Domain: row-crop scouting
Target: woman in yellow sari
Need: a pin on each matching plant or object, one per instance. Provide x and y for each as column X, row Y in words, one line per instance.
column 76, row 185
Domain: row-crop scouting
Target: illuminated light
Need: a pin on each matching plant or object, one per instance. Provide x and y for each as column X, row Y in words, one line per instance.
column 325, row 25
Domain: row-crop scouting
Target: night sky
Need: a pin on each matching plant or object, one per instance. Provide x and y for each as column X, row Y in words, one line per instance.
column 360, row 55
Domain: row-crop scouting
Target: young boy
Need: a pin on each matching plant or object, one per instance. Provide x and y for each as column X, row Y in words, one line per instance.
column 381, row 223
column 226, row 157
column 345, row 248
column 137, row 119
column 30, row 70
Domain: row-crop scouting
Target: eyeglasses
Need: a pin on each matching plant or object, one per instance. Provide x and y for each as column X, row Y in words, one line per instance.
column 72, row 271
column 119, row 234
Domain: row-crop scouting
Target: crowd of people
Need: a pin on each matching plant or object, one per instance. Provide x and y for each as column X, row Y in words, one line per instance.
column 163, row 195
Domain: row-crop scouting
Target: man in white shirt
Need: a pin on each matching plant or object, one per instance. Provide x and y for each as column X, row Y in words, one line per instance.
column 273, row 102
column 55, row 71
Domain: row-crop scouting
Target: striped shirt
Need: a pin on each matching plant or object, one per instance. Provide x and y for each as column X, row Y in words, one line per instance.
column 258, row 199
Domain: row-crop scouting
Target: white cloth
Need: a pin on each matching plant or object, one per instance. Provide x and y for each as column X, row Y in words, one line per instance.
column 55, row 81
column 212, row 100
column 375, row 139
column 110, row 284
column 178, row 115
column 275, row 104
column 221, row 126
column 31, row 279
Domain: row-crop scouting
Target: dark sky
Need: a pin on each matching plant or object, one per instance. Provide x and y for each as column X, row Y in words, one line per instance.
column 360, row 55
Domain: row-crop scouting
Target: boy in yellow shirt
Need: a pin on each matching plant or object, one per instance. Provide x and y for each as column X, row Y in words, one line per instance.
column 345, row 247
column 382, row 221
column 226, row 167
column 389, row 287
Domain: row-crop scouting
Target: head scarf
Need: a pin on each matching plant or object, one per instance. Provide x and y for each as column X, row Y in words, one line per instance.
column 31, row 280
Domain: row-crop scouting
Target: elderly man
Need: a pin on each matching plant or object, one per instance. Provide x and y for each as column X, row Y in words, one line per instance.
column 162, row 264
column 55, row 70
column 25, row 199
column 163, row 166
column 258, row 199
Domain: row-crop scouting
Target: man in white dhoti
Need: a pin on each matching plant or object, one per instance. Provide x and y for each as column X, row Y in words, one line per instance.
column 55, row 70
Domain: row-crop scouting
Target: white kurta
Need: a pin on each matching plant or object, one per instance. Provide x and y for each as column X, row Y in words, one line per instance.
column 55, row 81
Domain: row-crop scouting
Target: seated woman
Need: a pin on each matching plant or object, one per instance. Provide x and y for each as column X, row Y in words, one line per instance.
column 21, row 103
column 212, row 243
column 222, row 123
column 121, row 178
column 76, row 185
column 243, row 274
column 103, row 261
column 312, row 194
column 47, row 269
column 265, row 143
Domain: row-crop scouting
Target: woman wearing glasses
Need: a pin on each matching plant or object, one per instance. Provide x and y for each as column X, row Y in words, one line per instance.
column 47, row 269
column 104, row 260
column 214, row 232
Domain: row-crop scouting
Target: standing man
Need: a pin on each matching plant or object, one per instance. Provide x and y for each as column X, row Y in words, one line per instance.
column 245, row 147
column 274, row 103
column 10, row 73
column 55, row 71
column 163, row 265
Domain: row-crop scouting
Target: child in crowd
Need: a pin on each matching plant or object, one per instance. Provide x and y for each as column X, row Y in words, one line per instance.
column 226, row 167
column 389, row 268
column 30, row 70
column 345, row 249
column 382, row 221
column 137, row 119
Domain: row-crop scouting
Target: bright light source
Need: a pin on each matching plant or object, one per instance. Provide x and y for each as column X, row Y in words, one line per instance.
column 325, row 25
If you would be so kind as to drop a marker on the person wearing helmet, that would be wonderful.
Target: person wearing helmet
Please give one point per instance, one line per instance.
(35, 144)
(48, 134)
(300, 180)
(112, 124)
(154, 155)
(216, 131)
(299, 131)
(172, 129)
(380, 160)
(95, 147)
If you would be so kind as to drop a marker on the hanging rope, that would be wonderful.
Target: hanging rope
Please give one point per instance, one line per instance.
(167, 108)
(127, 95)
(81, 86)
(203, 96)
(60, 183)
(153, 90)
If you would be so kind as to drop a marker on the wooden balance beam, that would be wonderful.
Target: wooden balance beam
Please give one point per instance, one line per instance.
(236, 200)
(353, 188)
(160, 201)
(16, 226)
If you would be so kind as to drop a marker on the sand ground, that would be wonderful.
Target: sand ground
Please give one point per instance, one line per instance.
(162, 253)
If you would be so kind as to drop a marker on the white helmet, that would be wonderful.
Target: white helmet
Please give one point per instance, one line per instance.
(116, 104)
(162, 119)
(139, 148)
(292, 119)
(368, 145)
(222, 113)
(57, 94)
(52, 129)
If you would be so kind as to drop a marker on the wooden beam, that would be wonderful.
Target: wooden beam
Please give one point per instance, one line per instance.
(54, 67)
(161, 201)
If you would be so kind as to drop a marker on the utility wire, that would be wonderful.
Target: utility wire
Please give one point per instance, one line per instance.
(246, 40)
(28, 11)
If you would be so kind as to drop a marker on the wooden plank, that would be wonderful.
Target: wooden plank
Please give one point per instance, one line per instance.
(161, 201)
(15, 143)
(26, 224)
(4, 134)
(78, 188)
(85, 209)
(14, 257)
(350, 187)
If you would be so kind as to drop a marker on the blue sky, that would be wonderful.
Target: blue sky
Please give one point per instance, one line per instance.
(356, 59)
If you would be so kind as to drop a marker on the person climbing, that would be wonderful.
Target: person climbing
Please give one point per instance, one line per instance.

● **Short exercise**: Please rewrite the material from its start up to and including the line with "column 163, row 195", changing each "row-crop scouting" to "orchard survey" and leaving everything else as it is.

● **Finished answer**:
Domain: orchard survey
Target: woman in yellow sari
Need: a pin on each matching plant or object, one per instance. Provide x and y for each as column X, row Y in words, one line per instance.
column 76, row 185
Domain: orchard survey
Target: illuminated light
Need: a pin on each matching plant or object, one per instance. Provide x and y for each as column X, row Y in words, one line per instance.
column 325, row 25
Domain: orchard survey
Target: night sky
Need: a pin on each matching plant or object, one per instance. Provide x and y for each as column X, row Y in words, one line per instance.
column 360, row 55
Domain: orchard survey
Target: young boy
Need: a pin on each matching plant or object, one per instance. Provide x and y for each as column X, row Y in words, one line per instance.
column 381, row 223
column 226, row 157
column 345, row 248
column 137, row 119
column 30, row 70
Domain: orchard survey
Target: eyeglasses
Need: a pin on each matching plant or object, one per instance. Provide x and y for each as column X, row Y in words, one line per instance.
column 72, row 271
column 119, row 234
Domain: orchard survey
Target: crowd of people
Need: a pin on each matching plant or object, one per instance. Provide x and y for each as column X, row Y in words, one line per instance.
column 163, row 195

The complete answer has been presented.